— Begin Selected extract —

By DoItYourself.com Staff
Creating an effective customer self-service system can help your company save money by reducing the number of customer service representatives needed to staff a customer service line, and can greatly improve your customers' overall experience and satisfaction with your site. The vast majority of Internet shoppers prefer to help themselves - that's why they choose to shop over the Internet. And that is why most of the e-commerce sites, Internet stores and retail selling sites flock together in extending better and smooth customer self-service in their sites.Examine the areas of your site that are good targets for customer self-service. Some examples include:
- Checking the status of an order that has been placed.
- Making changes to a customer's profile, password, username, e-mail address, preferred addresses, methods of payment and so forth.
- Providing product-support information such as how to operate or make adjustments to a product.
- Downloading updates, such as new device drivers or product manuals.
- Managing participation in e-mail newsletters, "wish lists" and the like.
- Accepting customer complaints and comments.
- Allowing customers to modify an order they have placed, or canceling all or part of an order that has not yet been shipped.
Make sure your site implements as many of these self-service features as possible while web designing. Your "live" support staff should be available to handle the most difficult cases and can mean the difference between a customer's satisfaction and dissatisfaction. Make sure that these employees aren't tied up with mundane, day-to-day issues like password or e-mail address changes that customers can just as easily perform themselves.
Any information that you collect from a customer is bound to change eventually. If you are going to collect and save any customer, make sure to provide some way for the customers to update that information on their own.
In an effort to reduce clicks and information overload, a self-service area is a good place to gather more information and offer more options than you may be presenting in other areas of your site. For example, in the interests of simplicity, your checkout process may only allow customers to provide the same address for shipping and billing. In your self-service "customer profile" section, however, you can allow customers to maintain a more complex "address book" and multiple forms of payment. The next time they check out, they can select this information rather than typing it into the checkout, thus saving them time.

— End Selected extract —

» **The problem**
Answer these about the self-service article:
1. According to the article, why do Internet shoppers choose to shop over the Internet?
2. Which cases should the "live" support staff be available to handle?
3. What can customers maintain in a self-service "customer profile" section that the checkout process may not allow?
Nothing in the listing is needed for this work.

— Begin Extracted material —

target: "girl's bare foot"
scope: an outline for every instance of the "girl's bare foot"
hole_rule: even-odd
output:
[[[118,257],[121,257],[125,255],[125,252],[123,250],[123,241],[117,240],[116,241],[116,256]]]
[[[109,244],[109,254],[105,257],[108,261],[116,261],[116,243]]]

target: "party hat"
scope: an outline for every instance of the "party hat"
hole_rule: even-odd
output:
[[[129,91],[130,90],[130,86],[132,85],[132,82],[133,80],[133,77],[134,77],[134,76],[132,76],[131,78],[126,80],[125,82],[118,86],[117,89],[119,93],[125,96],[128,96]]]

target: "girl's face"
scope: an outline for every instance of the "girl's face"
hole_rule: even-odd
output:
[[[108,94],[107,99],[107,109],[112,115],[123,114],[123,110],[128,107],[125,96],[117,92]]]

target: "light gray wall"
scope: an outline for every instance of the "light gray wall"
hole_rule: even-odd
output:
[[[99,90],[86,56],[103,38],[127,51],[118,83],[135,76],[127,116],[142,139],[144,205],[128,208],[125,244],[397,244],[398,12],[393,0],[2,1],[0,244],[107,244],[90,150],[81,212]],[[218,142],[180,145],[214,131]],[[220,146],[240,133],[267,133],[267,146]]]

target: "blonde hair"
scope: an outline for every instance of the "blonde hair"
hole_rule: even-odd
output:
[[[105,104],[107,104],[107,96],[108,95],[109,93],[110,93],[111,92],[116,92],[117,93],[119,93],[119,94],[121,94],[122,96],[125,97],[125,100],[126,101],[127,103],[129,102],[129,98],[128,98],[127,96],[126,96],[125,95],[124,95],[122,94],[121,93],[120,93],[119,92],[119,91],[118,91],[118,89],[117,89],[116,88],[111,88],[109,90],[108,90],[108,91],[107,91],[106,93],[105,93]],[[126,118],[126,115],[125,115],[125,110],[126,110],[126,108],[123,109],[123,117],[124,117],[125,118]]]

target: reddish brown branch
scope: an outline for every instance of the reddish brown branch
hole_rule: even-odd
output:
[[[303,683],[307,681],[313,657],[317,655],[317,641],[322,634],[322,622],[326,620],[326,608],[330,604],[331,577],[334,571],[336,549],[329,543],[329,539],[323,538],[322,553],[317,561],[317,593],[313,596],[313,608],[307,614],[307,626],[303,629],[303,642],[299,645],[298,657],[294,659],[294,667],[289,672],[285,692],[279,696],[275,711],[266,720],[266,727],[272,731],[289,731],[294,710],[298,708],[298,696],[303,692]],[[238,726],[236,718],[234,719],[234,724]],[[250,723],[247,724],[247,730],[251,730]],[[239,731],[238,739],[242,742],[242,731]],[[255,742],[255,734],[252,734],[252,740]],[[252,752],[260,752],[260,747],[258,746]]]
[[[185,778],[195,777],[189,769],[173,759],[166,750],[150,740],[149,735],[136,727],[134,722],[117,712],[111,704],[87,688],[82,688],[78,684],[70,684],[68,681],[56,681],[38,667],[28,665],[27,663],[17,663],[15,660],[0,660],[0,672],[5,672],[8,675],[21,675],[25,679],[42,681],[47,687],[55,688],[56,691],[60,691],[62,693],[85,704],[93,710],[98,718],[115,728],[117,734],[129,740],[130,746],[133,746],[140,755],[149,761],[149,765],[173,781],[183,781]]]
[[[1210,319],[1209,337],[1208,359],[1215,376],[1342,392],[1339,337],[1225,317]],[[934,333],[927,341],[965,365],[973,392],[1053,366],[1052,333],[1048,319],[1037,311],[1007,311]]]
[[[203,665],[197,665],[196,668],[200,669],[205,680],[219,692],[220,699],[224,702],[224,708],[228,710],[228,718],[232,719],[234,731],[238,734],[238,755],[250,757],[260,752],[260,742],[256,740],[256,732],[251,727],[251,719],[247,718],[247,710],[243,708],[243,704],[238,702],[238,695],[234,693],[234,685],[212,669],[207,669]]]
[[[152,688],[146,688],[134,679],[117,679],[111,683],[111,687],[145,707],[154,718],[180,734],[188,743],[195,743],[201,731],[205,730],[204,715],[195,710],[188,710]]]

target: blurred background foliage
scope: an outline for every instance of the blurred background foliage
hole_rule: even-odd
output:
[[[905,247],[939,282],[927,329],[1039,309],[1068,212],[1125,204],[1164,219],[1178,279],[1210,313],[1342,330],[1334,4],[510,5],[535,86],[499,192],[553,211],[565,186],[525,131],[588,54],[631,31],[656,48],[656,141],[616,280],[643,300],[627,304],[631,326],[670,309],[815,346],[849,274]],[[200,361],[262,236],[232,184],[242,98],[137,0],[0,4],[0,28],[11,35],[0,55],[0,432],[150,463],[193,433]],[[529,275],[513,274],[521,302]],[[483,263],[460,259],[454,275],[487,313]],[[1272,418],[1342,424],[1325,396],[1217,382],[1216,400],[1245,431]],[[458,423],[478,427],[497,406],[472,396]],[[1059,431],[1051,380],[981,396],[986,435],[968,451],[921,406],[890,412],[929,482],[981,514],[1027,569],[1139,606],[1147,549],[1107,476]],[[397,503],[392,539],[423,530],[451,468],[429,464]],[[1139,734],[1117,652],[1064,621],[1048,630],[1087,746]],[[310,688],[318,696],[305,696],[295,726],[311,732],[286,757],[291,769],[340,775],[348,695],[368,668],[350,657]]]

— End Extracted material —

» **Answer**
1. They prefer to help themselves.
2. The most difficult cases.
3. A more complex "address book" and multiple forms of payment.